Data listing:
****************************************
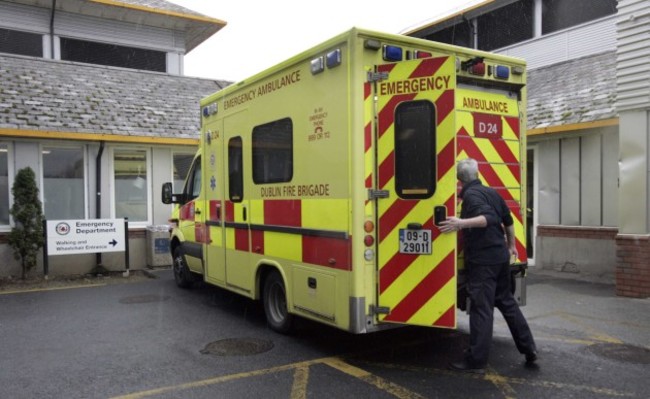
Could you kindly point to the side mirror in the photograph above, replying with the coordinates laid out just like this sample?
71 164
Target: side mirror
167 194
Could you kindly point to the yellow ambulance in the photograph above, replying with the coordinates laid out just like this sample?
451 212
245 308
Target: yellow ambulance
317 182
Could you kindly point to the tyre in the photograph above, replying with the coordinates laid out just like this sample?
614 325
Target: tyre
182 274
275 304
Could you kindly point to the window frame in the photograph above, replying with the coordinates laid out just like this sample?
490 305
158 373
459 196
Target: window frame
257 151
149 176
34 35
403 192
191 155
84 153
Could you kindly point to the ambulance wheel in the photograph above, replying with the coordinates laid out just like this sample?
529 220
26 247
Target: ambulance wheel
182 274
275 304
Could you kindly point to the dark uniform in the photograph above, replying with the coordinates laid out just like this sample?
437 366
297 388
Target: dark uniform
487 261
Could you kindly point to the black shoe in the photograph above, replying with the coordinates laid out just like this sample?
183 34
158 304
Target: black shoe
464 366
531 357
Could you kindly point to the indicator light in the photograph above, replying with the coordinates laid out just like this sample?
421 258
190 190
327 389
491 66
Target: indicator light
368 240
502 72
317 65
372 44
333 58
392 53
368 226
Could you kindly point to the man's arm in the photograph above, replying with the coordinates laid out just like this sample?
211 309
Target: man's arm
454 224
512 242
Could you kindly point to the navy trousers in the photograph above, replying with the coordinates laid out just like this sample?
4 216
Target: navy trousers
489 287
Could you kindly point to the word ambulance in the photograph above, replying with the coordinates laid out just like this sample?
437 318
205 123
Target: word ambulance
****************************************
### THE REQUEST
Return every line of the rows above word for word, but leave out the picture.

### THE RESULT
Could you kindly point to the side mirror in the photograph above, replying with the coordinates laid out just like this sample?
71 164
Target: side mirror
167 194
Could you kindly point to the yellow ambulance in the photograph above, replying with the coordinates laid out just like this sample?
451 212
245 308
Target: yellow ambulance
317 182
Could you kindly point to the tyre in the photograph above, replying with the coordinates laid out just like this sample?
614 325
Target: tyre
182 274
275 304
Could you kindly point to the window frame in the photograph above, replying with the coordinates laid out just like this sample?
490 305
158 373
459 196
Target: window frame
257 151
149 176
34 35
403 192
191 155
84 153
Could you kindly point to the ambulance wheel in the photograph above, replying with the coordinates laid out just like this sample?
529 220
26 247
Target: ambulance wheel
182 274
275 304
Could you kindly point to the dark uniform in the photograph above, replying with the coordinates laid out just like this sample?
437 366
297 388
Target: dark uniform
487 261
Could you kindly point to the black shoe in the photograph above, replying with the coordinates laid out just like this sample?
183 34
158 304
Target: black shoe
464 366
531 357
Could you kindly point to the indicator light in the photograph above, replying with the coordinates laid out just like this sample?
421 258
190 190
327 389
491 66
Target: indicator light
368 240
502 72
317 65
372 44
333 58
392 53
368 226
Could you kindly point to the man's arm in the photograph above, replying with the coordinates laid out just like this sample?
211 309
Target: man's arm
454 224
512 242
Could you kindly point to the navy trousers in the photograph above, replying with the coordinates laid out just like this sample?
4 216
Target: navy trousers
489 287
Could you kindly point to the word ambulance in the photograph above, replying with the coordinates laid out just like this sample?
437 318
205 123
Target: word ambulance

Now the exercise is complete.